INPUT MATERIAL:
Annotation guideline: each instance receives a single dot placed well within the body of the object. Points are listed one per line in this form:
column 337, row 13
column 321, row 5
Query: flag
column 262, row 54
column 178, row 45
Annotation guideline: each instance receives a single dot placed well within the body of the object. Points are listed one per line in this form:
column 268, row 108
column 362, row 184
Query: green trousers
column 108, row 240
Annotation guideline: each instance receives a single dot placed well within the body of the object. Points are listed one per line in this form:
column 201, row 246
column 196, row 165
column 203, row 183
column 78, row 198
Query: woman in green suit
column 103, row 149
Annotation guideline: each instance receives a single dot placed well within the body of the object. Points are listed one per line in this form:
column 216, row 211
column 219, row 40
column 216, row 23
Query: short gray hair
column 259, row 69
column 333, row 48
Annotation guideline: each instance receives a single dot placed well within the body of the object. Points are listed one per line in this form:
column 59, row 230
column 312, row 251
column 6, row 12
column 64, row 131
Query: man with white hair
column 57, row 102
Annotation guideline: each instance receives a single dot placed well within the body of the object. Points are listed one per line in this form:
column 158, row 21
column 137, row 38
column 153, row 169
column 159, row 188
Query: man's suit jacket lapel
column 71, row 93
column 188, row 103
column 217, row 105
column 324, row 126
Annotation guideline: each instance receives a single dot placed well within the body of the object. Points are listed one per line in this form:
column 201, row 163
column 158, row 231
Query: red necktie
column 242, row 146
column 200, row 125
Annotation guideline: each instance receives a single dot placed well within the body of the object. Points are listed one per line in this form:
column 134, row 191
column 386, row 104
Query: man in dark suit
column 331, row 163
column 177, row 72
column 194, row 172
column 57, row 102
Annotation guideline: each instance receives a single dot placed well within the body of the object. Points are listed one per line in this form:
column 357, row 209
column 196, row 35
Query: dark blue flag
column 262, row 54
--
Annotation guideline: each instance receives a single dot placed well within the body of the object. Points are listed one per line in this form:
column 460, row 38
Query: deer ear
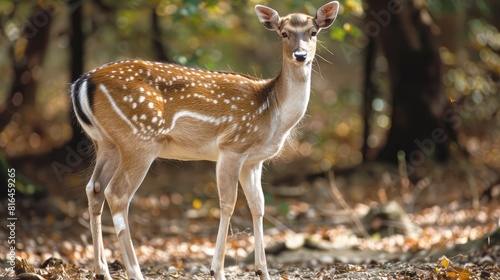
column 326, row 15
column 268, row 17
--
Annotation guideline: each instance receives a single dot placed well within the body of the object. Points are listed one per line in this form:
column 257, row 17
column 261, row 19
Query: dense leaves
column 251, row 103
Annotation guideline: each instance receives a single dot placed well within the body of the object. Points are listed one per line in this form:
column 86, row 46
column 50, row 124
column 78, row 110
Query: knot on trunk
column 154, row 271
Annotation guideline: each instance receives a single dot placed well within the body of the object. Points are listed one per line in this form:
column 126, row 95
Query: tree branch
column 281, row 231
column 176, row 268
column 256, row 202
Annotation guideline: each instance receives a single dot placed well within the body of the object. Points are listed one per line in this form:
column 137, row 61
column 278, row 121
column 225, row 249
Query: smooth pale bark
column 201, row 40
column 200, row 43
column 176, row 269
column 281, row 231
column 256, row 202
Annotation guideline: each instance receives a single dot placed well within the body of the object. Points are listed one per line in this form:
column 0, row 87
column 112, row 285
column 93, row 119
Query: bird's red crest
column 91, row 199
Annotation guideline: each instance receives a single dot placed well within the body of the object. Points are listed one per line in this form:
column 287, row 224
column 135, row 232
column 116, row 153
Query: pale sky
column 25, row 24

JOB: Locate each line in the material above that contains the word "dark", and copy those lines out.

RESPONSE TO THE EXERCISE:
Query: man in dark suit
Query: dark blue flag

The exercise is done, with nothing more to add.